En segundo lugar, las fuerzas de la derecha española han querido dar a conocer así su adhesión activa, por contagio ideológico, a la nueva derecha radical de la era neoliberal. La tradición thatcherista-reaganista alumbró lo que, una generación después, se transmutó en el modelo neocon norteamericano bajo Bush. Se trata de la ideología y la práctica de una derecha fiera, aunque, por el momento, con alguna excepción y con frecuencia rozando los límites, respetuosa con los principios centrales de la democracia. La innovación destacada es que han comprendido la diferencia entre dominar los resortes de una sociedad y dirigirla: tienen vocación de hegemonía social y practican una actitud “sin complejos” (Aznar dixit), de manifestarlo en casa (en la calle, pero no sólo) y fuera de ella (en la política exterior: Irak, Perejil). También una actitud de disputar sin desmayo cada centímetro de la contienda política (de ahí la victoria “trabajada”, agónica y dudosa de Bush sobre Gore en su primera elección, la resentida y bronca pérdida de las elecciones generales italianas por Berlusconi o la teoría conspirativa del PP español sobre el 11-M). El ciclo de protesta español de 2005-2007 es una expresión adaptada a las condiciones locales de ese fenómeno más amplio: la emergencia de formas innovadoras del extremismo de derechas y, en concreto, de esa nueva derecha que acepta el parlamentarismo pero que es democráticamente inescrupulosa y peleona, que no casa fácilmente, como modelo, con la derecha conservadora tradicional ni con los neofascismos al uso.
***
Enunciado 1 = Muestra todas las líneas de las entradas en las que aparece la cadena "blue".

Entradas de una colección de datos =
***
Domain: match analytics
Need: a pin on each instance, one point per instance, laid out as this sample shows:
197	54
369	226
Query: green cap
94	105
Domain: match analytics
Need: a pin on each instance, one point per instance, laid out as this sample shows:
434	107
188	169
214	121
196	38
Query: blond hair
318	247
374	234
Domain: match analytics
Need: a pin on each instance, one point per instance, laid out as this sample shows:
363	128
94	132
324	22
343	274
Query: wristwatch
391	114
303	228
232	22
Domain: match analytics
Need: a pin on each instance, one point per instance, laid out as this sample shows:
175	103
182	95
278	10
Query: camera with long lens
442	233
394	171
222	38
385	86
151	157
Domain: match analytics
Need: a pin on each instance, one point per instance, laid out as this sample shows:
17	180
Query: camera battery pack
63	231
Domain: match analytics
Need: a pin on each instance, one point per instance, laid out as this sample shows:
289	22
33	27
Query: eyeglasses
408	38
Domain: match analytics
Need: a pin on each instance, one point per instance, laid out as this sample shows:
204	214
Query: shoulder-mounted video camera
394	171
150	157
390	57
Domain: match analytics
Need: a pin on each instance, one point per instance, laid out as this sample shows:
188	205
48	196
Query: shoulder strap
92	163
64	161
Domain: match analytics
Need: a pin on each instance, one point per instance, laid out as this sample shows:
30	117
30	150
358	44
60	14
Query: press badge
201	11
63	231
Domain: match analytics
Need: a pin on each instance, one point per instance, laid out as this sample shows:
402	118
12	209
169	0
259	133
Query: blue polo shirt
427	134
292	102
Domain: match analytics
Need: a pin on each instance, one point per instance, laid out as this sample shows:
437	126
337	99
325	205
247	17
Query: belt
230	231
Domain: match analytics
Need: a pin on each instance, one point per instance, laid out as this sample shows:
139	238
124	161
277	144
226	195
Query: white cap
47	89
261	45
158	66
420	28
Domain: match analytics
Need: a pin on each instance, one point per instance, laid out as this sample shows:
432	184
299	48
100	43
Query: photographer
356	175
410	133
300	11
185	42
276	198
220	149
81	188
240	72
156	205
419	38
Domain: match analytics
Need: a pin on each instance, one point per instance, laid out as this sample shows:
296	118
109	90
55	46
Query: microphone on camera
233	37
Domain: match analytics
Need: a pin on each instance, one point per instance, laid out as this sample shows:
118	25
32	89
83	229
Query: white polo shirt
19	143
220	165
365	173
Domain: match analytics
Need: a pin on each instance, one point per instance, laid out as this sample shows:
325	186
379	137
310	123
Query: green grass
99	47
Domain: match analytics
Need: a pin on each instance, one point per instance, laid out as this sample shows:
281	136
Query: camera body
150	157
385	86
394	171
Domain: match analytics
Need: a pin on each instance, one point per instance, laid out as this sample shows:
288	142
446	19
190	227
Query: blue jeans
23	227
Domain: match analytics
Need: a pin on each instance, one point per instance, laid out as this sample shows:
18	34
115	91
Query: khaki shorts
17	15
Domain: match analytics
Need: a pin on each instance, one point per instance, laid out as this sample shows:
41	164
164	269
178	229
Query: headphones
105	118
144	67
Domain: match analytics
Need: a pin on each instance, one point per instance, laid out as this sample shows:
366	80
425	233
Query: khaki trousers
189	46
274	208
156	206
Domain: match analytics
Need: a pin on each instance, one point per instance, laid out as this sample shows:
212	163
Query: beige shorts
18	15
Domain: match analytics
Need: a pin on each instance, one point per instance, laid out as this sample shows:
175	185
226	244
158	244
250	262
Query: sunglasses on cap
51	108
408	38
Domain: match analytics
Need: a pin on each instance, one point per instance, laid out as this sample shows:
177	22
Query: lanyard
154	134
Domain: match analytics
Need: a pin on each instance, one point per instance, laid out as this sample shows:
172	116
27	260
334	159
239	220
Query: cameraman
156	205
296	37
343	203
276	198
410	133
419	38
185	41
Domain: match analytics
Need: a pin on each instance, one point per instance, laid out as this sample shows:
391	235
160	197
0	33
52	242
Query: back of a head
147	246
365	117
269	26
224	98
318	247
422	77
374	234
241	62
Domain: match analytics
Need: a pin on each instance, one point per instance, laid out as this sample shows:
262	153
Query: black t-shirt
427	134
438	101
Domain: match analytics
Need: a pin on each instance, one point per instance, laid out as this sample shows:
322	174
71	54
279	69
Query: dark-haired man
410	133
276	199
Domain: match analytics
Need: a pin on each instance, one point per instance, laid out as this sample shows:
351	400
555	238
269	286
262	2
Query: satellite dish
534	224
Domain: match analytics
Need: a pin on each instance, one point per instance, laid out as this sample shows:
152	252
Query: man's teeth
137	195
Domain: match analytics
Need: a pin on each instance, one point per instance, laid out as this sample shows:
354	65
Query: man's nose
***
Enunciado 2 =
Responde a estas preguntas sobre el texto proporcionado:
(a) ¿En qué modelo se transmutó, una generación después, la tradición thatcherista-reaganista?
(b) ¿Qué dos casos se citan entre paréntesis como ejemplos de política exterior?
(c) ¿Qué años abarca el ciclo de protesta español que menciona el texto?

Respuesta completa 1 =
Query: blue polo shirt
Query: blue jeans

Respuesta completa 2 =
(a) En el modelo neocon norteamericano bajo Bush.
(b) Irak y Perejil.
(c) De 2005 a 2007.